## [Provided data]
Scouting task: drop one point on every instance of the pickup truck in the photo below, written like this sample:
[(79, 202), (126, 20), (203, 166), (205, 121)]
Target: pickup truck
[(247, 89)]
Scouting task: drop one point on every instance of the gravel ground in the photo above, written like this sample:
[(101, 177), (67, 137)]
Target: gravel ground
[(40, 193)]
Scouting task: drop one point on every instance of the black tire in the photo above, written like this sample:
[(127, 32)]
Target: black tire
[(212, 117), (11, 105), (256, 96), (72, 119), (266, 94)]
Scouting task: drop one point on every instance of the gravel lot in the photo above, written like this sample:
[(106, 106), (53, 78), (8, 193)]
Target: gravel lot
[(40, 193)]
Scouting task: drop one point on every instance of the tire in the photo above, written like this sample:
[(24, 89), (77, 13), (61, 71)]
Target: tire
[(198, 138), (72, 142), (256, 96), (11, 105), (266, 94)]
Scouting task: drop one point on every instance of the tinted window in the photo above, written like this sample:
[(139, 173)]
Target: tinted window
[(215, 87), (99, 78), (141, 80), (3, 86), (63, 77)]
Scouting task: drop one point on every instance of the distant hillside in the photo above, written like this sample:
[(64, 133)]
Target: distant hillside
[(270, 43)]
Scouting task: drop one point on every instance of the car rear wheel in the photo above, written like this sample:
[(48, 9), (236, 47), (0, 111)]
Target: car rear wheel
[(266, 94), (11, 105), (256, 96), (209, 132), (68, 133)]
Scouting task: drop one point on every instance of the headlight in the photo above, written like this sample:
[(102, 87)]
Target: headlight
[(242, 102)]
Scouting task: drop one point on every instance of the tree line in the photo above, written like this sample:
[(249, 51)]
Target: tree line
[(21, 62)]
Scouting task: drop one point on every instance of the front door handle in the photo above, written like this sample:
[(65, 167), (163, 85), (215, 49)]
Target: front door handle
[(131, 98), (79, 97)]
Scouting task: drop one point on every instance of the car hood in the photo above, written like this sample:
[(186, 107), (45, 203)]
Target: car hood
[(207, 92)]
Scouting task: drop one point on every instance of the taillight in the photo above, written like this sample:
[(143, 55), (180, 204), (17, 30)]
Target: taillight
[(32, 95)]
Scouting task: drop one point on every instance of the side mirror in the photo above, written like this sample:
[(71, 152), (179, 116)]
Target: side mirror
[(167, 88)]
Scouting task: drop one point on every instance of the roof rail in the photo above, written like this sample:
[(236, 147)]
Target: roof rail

## [Stated problem]
Turn all the lines above into a JSON list of strings, one string per line, leaving out blank lines.

## [Written solution]
[
  "Scouting task: drop one point on every instance of the pickup truck in the photo below, written like this sample:",
  "[(79, 202), (126, 20), (203, 166), (205, 121)]",
  "Target: pickup truck",
  "[(247, 89)]",
  "Scouting task: drop one point on every instance of the gravel ground in the photo above, written like this sample:",
  "[(101, 177), (67, 137)]",
  "Target: gravel ground",
  "[(40, 193)]",
  "Scouting task: drop one point on every instance of the black tire in the photo above, written like this sample:",
  "[(127, 32)]",
  "Target: black tire",
  "[(212, 117), (11, 105), (256, 96), (72, 119), (266, 94)]",
  "Scouting task: drop one point on every instance of the gravel lot in the photo above, written like this sample:",
  "[(106, 106), (53, 78), (8, 193)]",
  "Target: gravel lot",
  "[(40, 193)]",
  "Scouting task: drop one point on every instance of the tire in the photo above, written like this sample:",
  "[(24, 89), (77, 13), (61, 71)]",
  "Target: tire",
  "[(198, 138), (72, 142), (256, 96), (11, 105), (266, 94)]",
  "Scouting task: drop one point on every instance of the tinted window in the photo above, written like this sample:",
  "[(139, 173)]",
  "Target: tinted window",
  "[(215, 87), (99, 78), (141, 80), (3, 86), (63, 77)]",
  "Scouting task: drop one point on every instance of the distant hillside in the photo above, written like this sample:",
  "[(64, 133)]",
  "Target: distant hillside",
  "[(270, 43)]",
  "Scouting task: drop one point on every instance of the car rear wheel in the photo above, written like this sample:",
  "[(48, 9), (236, 47), (0, 111)]",
  "Target: car rear wheel",
  "[(266, 94), (11, 105), (256, 96), (209, 132), (68, 133)]",
  "Scouting task: drop one point on every instance of the headlight in the photo above, written like this sample:",
  "[(102, 87)]",
  "Target: headlight",
  "[(242, 102)]",
  "Scouting task: drop one point on every instance of the tree line in the photo above, written like this sample:",
  "[(249, 51)]",
  "Target: tree line",
  "[(21, 62)]",
  "Scouting task: drop one point on every instance of the front door handle in the photo above, written like this sample:",
  "[(65, 167), (163, 85), (215, 49)]",
  "Target: front door handle",
  "[(131, 98), (79, 97)]",
  "Scouting task: drop one point on every instance of the car hood in the photo above, written like this sample:",
  "[(186, 107), (45, 203)]",
  "Target: car hood",
  "[(207, 92)]",
  "Scouting task: drop one point on every instance of the taillight in the photo above, written like this sample:",
  "[(143, 55), (180, 204), (17, 30)]",
  "Target: taillight",
  "[(32, 95)]",
  "Scouting task: drop one point on every instance of the side mirror in the photo above, written like this sample:",
  "[(71, 152), (179, 116)]",
  "Target: side mirror",
  "[(167, 88)]",
  "Scouting task: drop one point on every instance of the roof rail in the photo above, written like this sample:",
  "[(236, 147)]",
  "Target: roof rail"
]